Records from a dataset
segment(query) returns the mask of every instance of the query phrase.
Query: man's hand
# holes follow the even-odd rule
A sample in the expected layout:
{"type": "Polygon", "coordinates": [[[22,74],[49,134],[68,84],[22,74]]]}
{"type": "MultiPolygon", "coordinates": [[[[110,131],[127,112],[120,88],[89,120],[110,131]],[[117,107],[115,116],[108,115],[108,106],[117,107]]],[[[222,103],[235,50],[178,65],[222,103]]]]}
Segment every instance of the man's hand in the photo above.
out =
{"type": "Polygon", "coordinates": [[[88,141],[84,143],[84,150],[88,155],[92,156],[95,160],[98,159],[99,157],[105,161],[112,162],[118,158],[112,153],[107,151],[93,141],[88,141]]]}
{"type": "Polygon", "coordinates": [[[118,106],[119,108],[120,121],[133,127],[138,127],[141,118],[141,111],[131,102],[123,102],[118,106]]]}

> Goal: Write out every line of the material above, character for character.

> Solved problem:
segment(query) returns the mask of every instance of the query phrase.
Query: man's hand
# holes follow the even-odd rule
A sample in the expected layout:
{"type": "Polygon", "coordinates": [[[22,74],[49,134],[68,84],[22,74]]]}
{"type": "MultiPolygon", "coordinates": [[[[110,131],[127,112],[120,88],[89,120],[110,131]],[[117,107],[115,116],[108,115],[108,106],[117,107]]],[[[222,103],[235,50],[178,65],[222,103]]]]}
Segment every instance of the man's hand in the photo above.
out =
{"type": "Polygon", "coordinates": [[[88,141],[84,143],[84,150],[88,155],[92,156],[95,160],[98,159],[99,157],[105,161],[112,162],[118,158],[112,153],[107,151],[93,141],[88,141]]]}
{"type": "Polygon", "coordinates": [[[118,106],[119,108],[120,121],[133,127],[138,127],[141,118],[141,111],[131,102],[123,102],[118,106]]]}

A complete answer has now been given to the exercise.